Work instructions =>
Skip the images. Copy the records exactly as written.

[Object location annotation data]

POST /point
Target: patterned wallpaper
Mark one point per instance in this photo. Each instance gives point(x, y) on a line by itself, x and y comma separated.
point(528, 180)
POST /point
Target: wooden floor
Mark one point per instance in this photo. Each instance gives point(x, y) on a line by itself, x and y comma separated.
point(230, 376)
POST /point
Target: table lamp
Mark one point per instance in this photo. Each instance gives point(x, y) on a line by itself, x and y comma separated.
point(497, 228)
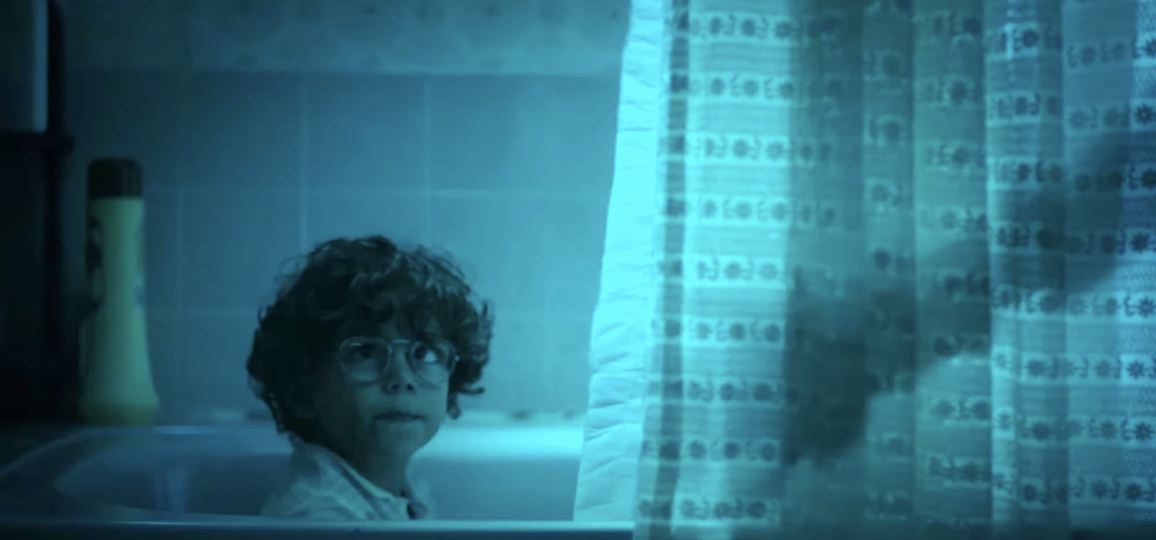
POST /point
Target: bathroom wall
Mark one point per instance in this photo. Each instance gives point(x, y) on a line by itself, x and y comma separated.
point(265, 126)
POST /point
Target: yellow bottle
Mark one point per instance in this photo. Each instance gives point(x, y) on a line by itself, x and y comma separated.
point(116, 376)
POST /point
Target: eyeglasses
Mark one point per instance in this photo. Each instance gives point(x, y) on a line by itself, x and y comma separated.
point(365, 360)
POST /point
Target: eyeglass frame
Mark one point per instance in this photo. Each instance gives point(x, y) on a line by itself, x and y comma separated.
point(384, 362)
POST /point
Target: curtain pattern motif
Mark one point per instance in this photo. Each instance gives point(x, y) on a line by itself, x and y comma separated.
point(908, 258)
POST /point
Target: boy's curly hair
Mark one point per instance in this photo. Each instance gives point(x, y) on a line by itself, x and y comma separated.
point(347, 285)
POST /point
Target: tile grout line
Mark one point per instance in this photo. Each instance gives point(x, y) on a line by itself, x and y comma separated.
point(428, 158)
point(177, 370)
point(303, 168)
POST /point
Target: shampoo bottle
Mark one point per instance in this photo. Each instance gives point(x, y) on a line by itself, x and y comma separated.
point(116, 376)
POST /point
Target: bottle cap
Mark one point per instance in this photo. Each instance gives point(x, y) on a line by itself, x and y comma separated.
point(110, 177)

Task solution =>
POST /point
Target: patterned wallpaper
Mark one point per instance in this photo. Each instance gives point(x, y) on a line by itself, x and y comma separated.
point(528, 180)
POST /point
Target: wooden floor
Mark one point per instance in this photo. Each instance gives point(x, y) on a line by itself, x and y comma separated.
point(230, 376)
POST /point
Target: table lamp
Mark one point per instance in this photo. Each instance gives point(x, y) on a line by itself, x and y comma separated.
point(497, 228)
POST /point
Target: bathroom wall
Mark one point per instance in this photo. Each instance gives point(x, y) on a line by itself, x and y comma separated.
point(265, 126)
POST /point
Target: yellow bottle
Mark one point per instance in this photo. Each instance gives point(x, y) on a line by itself, x and y comma separated.
point(116, 376)
POST /point
Target: eyeglasses
Mark one point per instance in this photo. Each instance gives point(x, y) on a line by itself, x and y comma separated.
point(365, 360)
POST /point
Target: eyeglass frame
Mark one point per instance in this photo. Each instance gives point(x, y) on a line by itself, x and y comma separated.
point(384, 362)
POST /point
Target: curtain pattern motif
Mark one point per instance in this photo. Each instance gives point(x, y) on a line by itself, x and y comma separated.
point(908, 258)
POST /point
Target: boy's curly hair
Mark one point per instance in this photo. Each instance gives point(x, y) on a line by itself, x and y comma separated.
point(347, 285)
POST /point
Target: tile grout line
Mark one point per instance in this photo. Each instance gives point(x, y) on a line by itself, x and y comma separated.
point(428, 158)
point(177, 370)
point(303, 168)
POST /point
Target: shampoo bottle
Mark one point per instance in this photo. Each instance gives point(x, y) on a line by itself, x and y comma separated.
point(116, 376)
POST /point
Target: bottle cap
Mark one point per instance in this photo. Each instance gives point(x, y) on a line by itself, x and y comma separated.
point(110, 177)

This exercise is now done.